### Tekstfragment
- - -

Het was me vorig jaar al in Nantes opgevallen: buiten de grote stad is het leven niet echt ingericht op wandelaars. Lees: weinig trottoirs dan wel te smalle trottoirs.
Omdat ik graag veel wil bewegen (mijn dagelijkse zwemroutine en 3x week naar de sportschool moet ik echt even anders inrichten), is het de bedoeling de benenwagen te gebruiken. Zolang je binnen het dorp blijft en de doorgaande weg(en) vermijdt, lukt het meestal wel.
Weinig ingericht op wandelaars
Er gebeurt van alles in de omliggende dorpen hier – o.a. gym voor senioren – en dan denk je: 4 tot 5 km erheen lopen is een leuke ‘warming up’. Mooi niet, want er is gewoonweg geen stoep op de doorgaande weg en dan die langsrazende auto’s vlak naast je….. De fiets heb ik niet meegenomen, omdat ik van de zomer al had gezien, dat de omgeving weinig fietsvriendelijk is. In tegenstelling tot Nantes waar ik vorig jaar mijn Frans ging bijspijkeren. Dus dan maar met de auto!

- - -

### Inhoud gegevensset
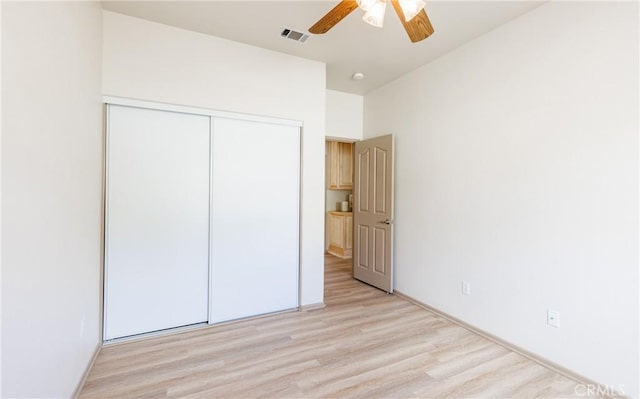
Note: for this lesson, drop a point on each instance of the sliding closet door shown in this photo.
(255, 218)
(157, 221)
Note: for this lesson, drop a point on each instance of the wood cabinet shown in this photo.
(340, 226)
(340, 165)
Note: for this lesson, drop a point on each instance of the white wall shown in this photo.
(151, 61)
(344, 115)
(51, 197)
(517, 170)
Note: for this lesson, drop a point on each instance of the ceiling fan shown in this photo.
(411, 14)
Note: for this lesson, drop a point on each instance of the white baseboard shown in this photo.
(508, 345)
(87, 371)
(313, 306)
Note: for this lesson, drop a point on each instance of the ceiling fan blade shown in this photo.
(334, 16)
(419, 28)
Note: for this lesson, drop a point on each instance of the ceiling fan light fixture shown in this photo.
(411, 8)
(365, 4)
(375, 15)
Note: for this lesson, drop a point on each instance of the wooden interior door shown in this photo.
(373, 212)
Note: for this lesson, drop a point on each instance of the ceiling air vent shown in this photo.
(293, 35)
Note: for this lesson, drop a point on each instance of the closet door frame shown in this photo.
(212, 114)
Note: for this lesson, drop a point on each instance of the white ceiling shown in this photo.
(351, 46)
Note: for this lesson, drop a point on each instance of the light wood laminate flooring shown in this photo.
(364, 343)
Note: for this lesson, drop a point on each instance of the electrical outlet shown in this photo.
(466, 288)
(553, 318)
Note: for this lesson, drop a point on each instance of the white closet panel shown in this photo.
(255, 218)
(157, 222)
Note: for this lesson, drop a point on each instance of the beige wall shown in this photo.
(344, 115)
(155, 62)
(517, 170)
(51, 195)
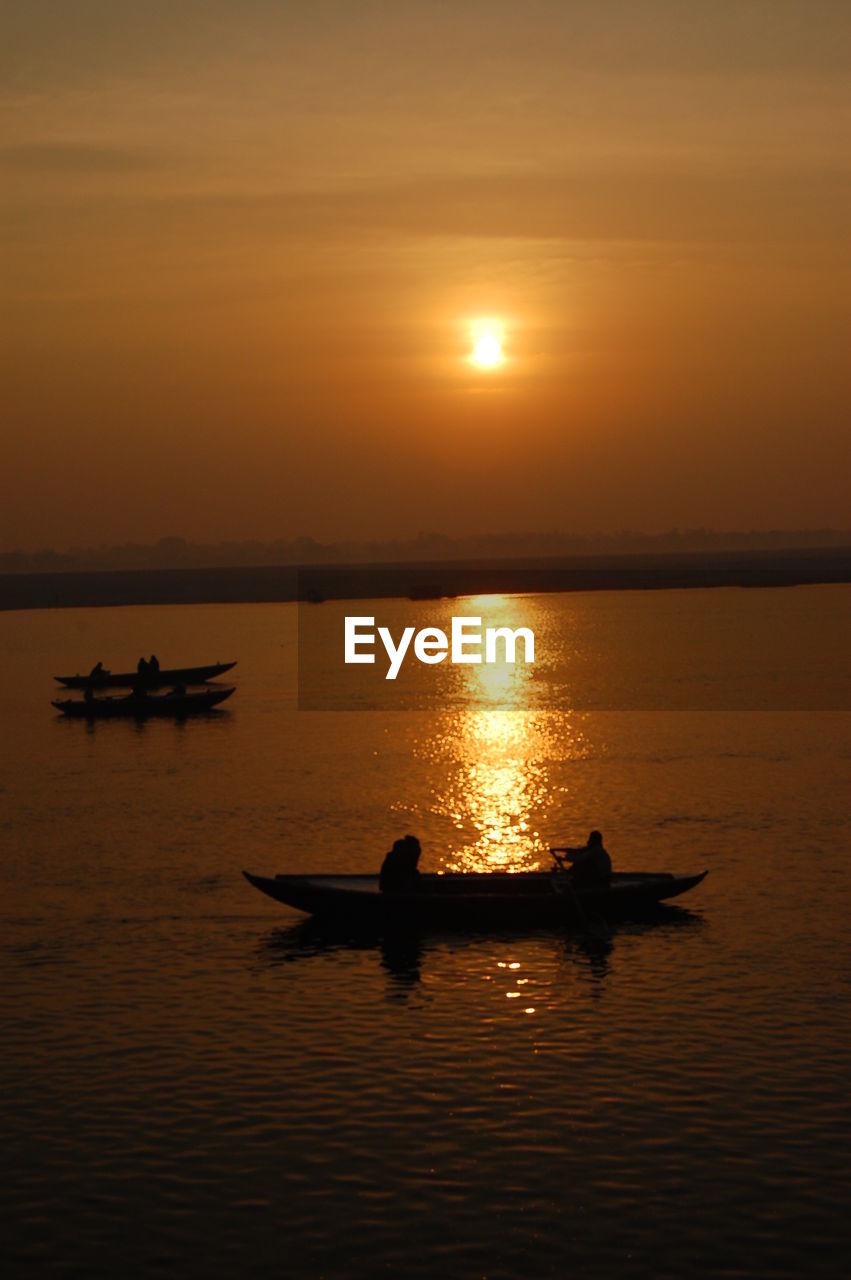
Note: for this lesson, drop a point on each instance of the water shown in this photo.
(196, 1082)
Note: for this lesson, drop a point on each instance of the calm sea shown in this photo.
(195, 1082)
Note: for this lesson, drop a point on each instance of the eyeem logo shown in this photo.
(431, 645)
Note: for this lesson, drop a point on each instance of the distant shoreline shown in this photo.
(435, 580)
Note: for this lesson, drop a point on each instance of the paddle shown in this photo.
(568, 883)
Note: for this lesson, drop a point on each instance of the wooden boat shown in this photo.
(141, 705)
(474, 899)
(154, 680)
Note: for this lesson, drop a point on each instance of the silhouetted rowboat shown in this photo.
(143, 705)
(154, 680)
(474, 899)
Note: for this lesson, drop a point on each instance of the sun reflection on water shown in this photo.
(503, 758)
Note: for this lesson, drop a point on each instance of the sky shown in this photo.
(248, 251)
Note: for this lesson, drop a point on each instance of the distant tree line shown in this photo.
(178, 553)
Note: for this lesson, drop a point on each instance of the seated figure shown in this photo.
(399, 867)
(591, 865)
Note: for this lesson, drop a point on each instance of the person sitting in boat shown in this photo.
(399, 867)
(591, 865)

- - -

### Opdracht
Schrijf een vervolg op de tekst hierboven over wandelen buiten de grote stad. Begin direct na de laatste zin, "Dus dan maar met de auto!".

### Antwoord
De auto is lekker bij de hand. Bij het kleinste drupje regen pakt Kékélia al de overdekte vierwieler. Laatst, 7 minuten naar de markt vond ze al te ver in de regen. Een paraplu en lekker doorlopen zou ik zeggen. “Nee, nee, dan wordt het brood nat”. Die smoes kende ik nog niet.
Onze Vinex-wijken spannender!
Maar kleinere wandelingen, weg van de doorgaande wegen, is te doen, maar dodelijk saai! Mijn fantasie maakt meestal overuren als ik onderweg huizen bekijk, maar hier lijken die bouwsels allemaal op elkaar. De meeste huizen zijn hier van lichtgeel tot okergeel geschilderd. Opvallend is dat regelmatig een bepaalde roze-aubergine kleur voor het hout- en hekwerk wordt gebruikt. Onze Vinex-wijken zijn spannender!
Tiny houses
Maar goed, misschien ben ik te ongeduldig. In ieder geval heb ik hier om de hoek al wel een “tiny huis” fabrikeur ontwaard. Wat gaat zich nog meer voor mijn ogen ontvouwen als ik echt goed om me heen ga kijken?